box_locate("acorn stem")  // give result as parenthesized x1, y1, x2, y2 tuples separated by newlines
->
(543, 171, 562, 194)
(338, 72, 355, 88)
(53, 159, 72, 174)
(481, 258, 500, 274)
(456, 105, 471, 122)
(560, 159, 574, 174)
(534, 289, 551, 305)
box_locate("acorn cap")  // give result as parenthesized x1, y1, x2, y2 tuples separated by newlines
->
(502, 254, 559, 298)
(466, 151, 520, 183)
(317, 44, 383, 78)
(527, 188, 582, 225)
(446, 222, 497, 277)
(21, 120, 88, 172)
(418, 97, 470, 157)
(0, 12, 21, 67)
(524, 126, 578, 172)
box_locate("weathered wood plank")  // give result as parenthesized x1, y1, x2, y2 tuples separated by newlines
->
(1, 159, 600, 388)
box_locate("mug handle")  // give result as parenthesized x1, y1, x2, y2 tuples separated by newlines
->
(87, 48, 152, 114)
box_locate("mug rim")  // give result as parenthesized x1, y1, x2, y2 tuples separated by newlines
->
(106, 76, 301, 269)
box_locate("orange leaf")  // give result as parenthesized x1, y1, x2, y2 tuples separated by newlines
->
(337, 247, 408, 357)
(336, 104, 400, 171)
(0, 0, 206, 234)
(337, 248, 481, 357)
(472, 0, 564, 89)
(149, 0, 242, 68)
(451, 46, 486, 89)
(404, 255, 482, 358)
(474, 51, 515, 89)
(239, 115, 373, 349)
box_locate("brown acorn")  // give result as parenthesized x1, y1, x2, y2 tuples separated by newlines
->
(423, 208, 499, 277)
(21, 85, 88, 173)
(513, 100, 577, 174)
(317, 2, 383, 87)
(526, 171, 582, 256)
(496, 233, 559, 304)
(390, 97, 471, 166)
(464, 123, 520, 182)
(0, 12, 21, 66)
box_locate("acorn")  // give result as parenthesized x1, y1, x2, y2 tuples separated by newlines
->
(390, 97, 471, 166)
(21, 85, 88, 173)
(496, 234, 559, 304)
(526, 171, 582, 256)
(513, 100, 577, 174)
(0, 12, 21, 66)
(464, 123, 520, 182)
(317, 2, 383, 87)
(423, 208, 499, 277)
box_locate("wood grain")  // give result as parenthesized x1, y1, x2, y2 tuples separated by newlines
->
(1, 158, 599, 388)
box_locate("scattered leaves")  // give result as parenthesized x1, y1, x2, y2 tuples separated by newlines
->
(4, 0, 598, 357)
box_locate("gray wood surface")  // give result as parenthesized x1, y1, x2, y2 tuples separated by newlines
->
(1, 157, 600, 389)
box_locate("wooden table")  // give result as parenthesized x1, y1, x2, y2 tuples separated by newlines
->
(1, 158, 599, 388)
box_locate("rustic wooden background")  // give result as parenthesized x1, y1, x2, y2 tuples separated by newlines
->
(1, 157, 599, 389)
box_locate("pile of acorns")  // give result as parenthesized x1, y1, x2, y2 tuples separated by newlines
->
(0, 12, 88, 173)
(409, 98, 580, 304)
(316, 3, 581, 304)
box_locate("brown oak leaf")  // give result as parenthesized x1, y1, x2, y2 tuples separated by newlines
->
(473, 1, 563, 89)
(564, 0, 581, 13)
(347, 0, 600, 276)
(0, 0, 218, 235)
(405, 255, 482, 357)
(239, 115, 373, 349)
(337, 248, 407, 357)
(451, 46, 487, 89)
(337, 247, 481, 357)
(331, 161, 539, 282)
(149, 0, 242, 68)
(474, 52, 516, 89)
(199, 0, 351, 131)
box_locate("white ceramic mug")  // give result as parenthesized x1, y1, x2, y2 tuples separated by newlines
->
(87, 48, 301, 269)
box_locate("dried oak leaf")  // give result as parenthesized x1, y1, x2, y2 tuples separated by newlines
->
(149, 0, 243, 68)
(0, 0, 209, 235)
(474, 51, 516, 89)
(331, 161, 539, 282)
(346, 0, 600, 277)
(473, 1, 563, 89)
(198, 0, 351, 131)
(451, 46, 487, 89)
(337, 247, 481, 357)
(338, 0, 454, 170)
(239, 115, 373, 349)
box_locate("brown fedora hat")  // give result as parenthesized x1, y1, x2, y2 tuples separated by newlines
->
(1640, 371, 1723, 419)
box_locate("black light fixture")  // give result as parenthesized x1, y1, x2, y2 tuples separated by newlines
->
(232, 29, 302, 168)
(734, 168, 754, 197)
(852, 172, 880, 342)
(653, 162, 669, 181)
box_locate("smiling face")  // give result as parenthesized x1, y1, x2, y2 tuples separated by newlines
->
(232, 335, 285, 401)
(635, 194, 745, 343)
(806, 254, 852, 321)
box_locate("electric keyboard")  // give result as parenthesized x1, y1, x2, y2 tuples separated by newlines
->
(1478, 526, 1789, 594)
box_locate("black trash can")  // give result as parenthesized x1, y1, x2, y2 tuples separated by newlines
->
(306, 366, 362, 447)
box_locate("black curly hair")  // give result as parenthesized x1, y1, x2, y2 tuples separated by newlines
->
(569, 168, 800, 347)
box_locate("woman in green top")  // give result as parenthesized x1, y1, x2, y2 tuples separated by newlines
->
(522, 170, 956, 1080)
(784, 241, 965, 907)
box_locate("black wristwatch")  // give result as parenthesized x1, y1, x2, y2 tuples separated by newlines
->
* * * * * * * * *
• _WHAT TO WORK ON_: For this exercise, output the entries above exactly as written.

• _ANSWER TO THE EXERCISE_:
box_locate("acorn stem")  // give result as parenthesized x1, y1, x2, y2 tuples separated by newlines
->
(543, 171, 562, 194)
(338, 72, 355, 88)
(53, 159, 72, 174)
(481, 258, 500, 274)
(456, 105, 471, 122)
(560, 159, 574, 174)
(534, 289, 551, 305)
box_locate("acorn cap")  // give result as parenthesized x1, y1, x2, y2 tuples separated by newlines
->
(502, 254, 559, 298)
(466, 151, 520, 183)
(317, 44, 383, 78)
(527, 188, 582, 225)
(446, 222, 497, 277)
(21, 120, 88, 172)
(418, 97, 470, 157)
(0, 12, 21, 67)
(524, 126, 578, 172)
box_locate("weathered wood plank")  // give result as parenthesized x1, y1, x2, y2 tuples separated by newlines
->
(1, 159, 600, 388)
box_locate("mug handle")  // give result as parenthesized x1, y1, x2, y2 tuples separated by newlines
->
(87, 48, 152, 114)
box_locate("mug rim")  // give result as parenthesized x1, y1, x2, y2 tuples separated by newlines
->
(106, 76, 301, 269)
box_locate("orange leaf")  // give result as parenthesized x1, y1, x2, y2 tuples separated by newlines
->
(337, 247, 408, 357)
(336, 104, 400, 171)
(0, 0, 206, 234)
(337, 248, 481, 357)
(472, 0, 564, 89)
(149, 0, 242, 68)
(451, 46, 486, 89)
(404, 255, 482, 358)
(474, 51, 515, 89)
(239, 115, 373, 349)
box_locate("brown acorn")  // give result as parenthesized x1, y1, x2, y2 tuples separated by newlines
->
(423, 208, 499, 277)
(21, 85, 88, 173)
(513, 100, 577, 174)
(317, 2, 383, 87)
(526, 171, 582, 256)
(496, 233, 559, 304)
(390, 97, 471, 166)
(464, 123, 520, 182)
(0, 12, 21, 66)
box_locate("acorn")  // give result as parenthesized x1, y1, x2, y2 tuples separated by newlines
->
(390, 97, 471, 166)
(21, 85, 88, 173)
(496, 234, 559, 304)
(526, 171, 582, 256)
(513, 100, 577, 174)
(0, 12, 21, 66)
(464, 123, 520, 182)
(317, 2, 383, 87)
(423, 208, 499, 277)
box_locate("wood grain")  // give result as parenthesized x1, y1, x2, y2 tuples separated by newlines
->
(1, 158, 599, 388)
box_locate("scattered leaves")  // give result as parenthesized x1, y1, x2, y2 tuples separated by newlines
->
(4, 0, 598, 357)
box_locate("gray wood surface")  // give result as parenthesized x1, y1, x2, y2 tuples separated by newlines
->
(1, 157, 600, 389)
box_locate("wooden table")  // give result as parenthesized x1, y1, x2, y2 tuples separated by newlines
->
(1, 158, 599, 388)
box_locate("rustic wooden background")  // give result as parenthesized x1, y1, x2, y2 tuples separated by newlines
->
(1, 157, 599, 389)
box_locate("pile of acorns")  // give result as parenthesized x1, y1, x2, y2 tuples separated by newlines
->
(0, 12, 88, 173)
(409, 98, 580, 304)
(316, 3, 581, 304)
box_locate("brown oak leaf")  // give result as parenthesized x1, y1, x2, y2 tuples separated by newlines
->
(473, 1, 563, 89)
(564, 0, 581, 13)
(347, 0, 600, 276)
(0, 0, 218, 235)
(405, 255, 482, 357)
(239, 115, 373, 349)
(337, 248, 407, 357)
(451, 46, 487, 89)
(337, 247, 481, 357)
(331, 161, 539, 282)
(149, 0, 242, 68)
(474, 52, 516, 89)
(199, 0, 351, 131)
box_locate("white ceramic mug")  // give result as parenthesized x1, y1, x2, y2 tuples separated by newlines
->
(87, 48, 301, 269)
box_locate("dried oak leaf")  // give result as parenthesized x1, y1, x2, y2 tuples separated by newlines
->
(149, 0, 243, 68)
(0, 0, 209, 235)
(474, 51, 516, 89)
(331, 161, 539, 282)
(346, 0, 600, 277)
(473, 1, 563, 89)
(198, 0, 351, 131)
(451, 46, 487, 89)
(337, 247, 481, 357)
(338, 0, 454, 170)
(239, 115, 373, 349)
box_locate("brown fedora hat")  // give result as parenthesized x1, y1, x2, y2 tuples separated by newlines
->
(1640, 371, 1723, 419)
box_locate("black light fixture")  // give result as parenthesized x1, y1, x2, y2 tuples separated by newlines
->
(232, 29, 302, 168)
(734, 168, 754, 197)
(852, 172, 880, 342)
(653, 162, 669, 181)
box_locate("smiling face")  // give result as parenthesized x1, y1, x2, y2 tuples separated by newlines
->
(232, 335, 285, 401)
(635, 194, 745, 343)
(806, 254, 852, 321)
box_locate("electric keyboard")  // give result as parenthesized x1, y1, x2, y2 tuples separated by newlines
->
(1478, 526, 1789, 594)
box_locate("black trash can")  // give result as parenthesized x1, y1, x2, y2 tuples separated by newlines
->
(306, 366, 362, 447)
box_locate("black curly hair")  // give result as parenthesized x1, y1, x2, y2 tuples separated by newlines
->
(569, 168, 800, 347)
box_locate("woman in green top")  // give result as parenthesized x1, y1, x2, y2 tuples separated by newlines
->
(522, 170, 956, 1080)
(784, 241, 965, 907)
box_locate("black wristwatch")  // give result as parenthesized x1, y1, x2, y2 tuples separated by newlines
->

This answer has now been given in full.